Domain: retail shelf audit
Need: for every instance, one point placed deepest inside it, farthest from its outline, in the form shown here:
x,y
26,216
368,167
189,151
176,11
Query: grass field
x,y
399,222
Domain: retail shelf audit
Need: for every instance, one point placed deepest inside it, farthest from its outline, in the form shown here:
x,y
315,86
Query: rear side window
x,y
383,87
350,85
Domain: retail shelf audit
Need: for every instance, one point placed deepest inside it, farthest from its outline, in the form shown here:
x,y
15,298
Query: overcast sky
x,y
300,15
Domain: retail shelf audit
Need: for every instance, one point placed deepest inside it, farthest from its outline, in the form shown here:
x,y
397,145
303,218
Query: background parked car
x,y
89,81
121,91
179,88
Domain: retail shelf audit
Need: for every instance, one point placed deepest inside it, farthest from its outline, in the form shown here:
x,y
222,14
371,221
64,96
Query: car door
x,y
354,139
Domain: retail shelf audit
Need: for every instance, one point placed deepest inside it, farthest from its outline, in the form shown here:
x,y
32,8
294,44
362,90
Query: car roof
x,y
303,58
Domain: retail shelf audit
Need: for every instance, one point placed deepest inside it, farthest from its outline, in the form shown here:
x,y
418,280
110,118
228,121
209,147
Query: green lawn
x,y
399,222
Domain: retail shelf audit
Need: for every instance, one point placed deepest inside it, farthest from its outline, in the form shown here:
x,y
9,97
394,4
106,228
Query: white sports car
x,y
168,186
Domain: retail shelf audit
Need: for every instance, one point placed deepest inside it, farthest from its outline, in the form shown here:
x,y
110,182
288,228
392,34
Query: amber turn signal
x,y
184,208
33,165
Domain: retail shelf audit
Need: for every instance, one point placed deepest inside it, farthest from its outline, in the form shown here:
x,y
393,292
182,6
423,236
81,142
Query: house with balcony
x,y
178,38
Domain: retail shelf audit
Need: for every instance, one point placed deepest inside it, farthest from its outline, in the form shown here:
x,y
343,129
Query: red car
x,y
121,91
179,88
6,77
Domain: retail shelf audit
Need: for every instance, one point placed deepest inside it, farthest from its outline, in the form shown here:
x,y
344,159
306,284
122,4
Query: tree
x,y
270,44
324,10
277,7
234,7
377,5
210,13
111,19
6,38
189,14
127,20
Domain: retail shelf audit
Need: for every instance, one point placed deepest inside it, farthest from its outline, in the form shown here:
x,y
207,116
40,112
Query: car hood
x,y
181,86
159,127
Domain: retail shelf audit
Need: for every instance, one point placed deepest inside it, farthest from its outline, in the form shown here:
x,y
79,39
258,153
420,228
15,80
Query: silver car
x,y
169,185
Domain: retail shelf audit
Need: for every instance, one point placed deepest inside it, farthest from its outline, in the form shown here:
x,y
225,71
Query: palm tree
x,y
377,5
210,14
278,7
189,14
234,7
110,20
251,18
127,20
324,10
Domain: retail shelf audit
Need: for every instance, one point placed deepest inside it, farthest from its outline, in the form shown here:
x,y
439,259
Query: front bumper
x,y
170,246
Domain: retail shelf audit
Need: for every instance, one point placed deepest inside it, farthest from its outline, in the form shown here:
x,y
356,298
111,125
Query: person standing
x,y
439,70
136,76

--------------------

Task requirements
Set down each entry exactly as it appears above.

Solution
Domain: retail shelf audit
Need: for every instance, one point placed deepest inside it, farthest from its outline, in the form shown here:
x,y
26,216
368,167
189,151
176,11
Query: grass field
x,y
399,222
Domain: retail shelf audit
Need: for every instance, one point placed deepest inside it, farthest from its outline, in the form shown here:
x,y
315,86
Query: rear side window
x,y
383,87
350,85
Domain: retail shelf audit
Need: for every instance, one point placed deepest inside it, farthest from its outline, in the form shown here:
x,y
15,298
Query: overcast sky
x,y
300,15
Domain: retail shelf audit
Need: for every instance, one point placed deepest inside it, farthest from its outline, in the form shown here:
x,y
397,145
303,218
Query: background parked car
x,y
89,81
121,91
179,88
Domain: retail shelf audit
Need: for every instance, one point placed deepest inside it, farthest from its outline, in the form shown here:
x,y
222,14
371,221
64,96
Query: car door
x,y
354,139
Domain: retail shelf audit
Need: for every instance, one point placed deepest inside it, farthest from its outline, in the form shown here:
x,y
32,8
294,44
362,90
Query: car roof
x,y
303,58
Domain: retail shelf audit
Need: for every instance, one point placed deepest inside it, farthest from its outline, in the form shown here:
x,y
418,280
110,118
228,121
209,147
Query: green lawn
x,y
399,222
Domain: retail shelf audit
Need: for every instance, one point placed deepest inside it, farthest from its outline, in the form shown here:
x,y
9,97
394,4
106,228
Query: white sports car
x,y
168,186
Domain: retail shelf audit
Need: for every instance, one point placed deepest inside it, farthest from its outline, in the form shown here:
x,y
110,182
288,228
392,34
Query: amber turn signal
x,y
184,208
33,165
Domain: retail shelf audit
Need: for every instance, one point placed deepest inside it, farthest from its outline, in the form shown here:
x,y
393,292
182,6
423,236
81,142
Query: house with balcony
x,y
178,38
Domain: retail shelf audit
Need: for every instance, one point placed deepest inside it, farthest from its outline, in the form shown here:
x,y
343,129
Query: red car
x,y
121,91
179,88
6,77
Domain: retail shelf audit
Need: for every instance, one point placed deepest inside it, farthest from its outline, in the form shown here:
x,y
344,159
306,284
122,4
Query: tree
x,y
270,44
324,10
277,7
234,7
377,5
210,13
111,19
6,38
189,14
127,20
Domain: retail shelf audit
Need: for every instance, one point placed deepest inside it, farthest from its outline, in the form shown here:
x,y
207,116
40,112
Query: car hood
x,y
181,86
159,127
Domain: retail shelf audit
Need: for every instance, one point placed deepest inside it, farthest from its outline, in the form shown here:
x,y
79,39
258,153
420,228
15,80
Query: silver car
x,y
169,185
Domain: retail shelf audit
Need: for every instance, one point placed deepest inside it, farthest from its outline, in the form shown here:
x,y
225,71
Query: palm tree
x,y
377,5
210,14
278,7
189,14
234,7
110,20
251,18
127,20
324,10
Domain: retail shelf audit
Need: for every instance, one point placed deepest inside it, farthest from its outline, in the form shown here:
x,y
439,259
Query: front bumper
x,y
170,246
Domain: retail shelf audit
Need: for every instance, one point placed deepest inside it, farthest from its outline, in the form shown here:
x,y
356,298
111,125
Query: person standing
x,y
439,70
136,76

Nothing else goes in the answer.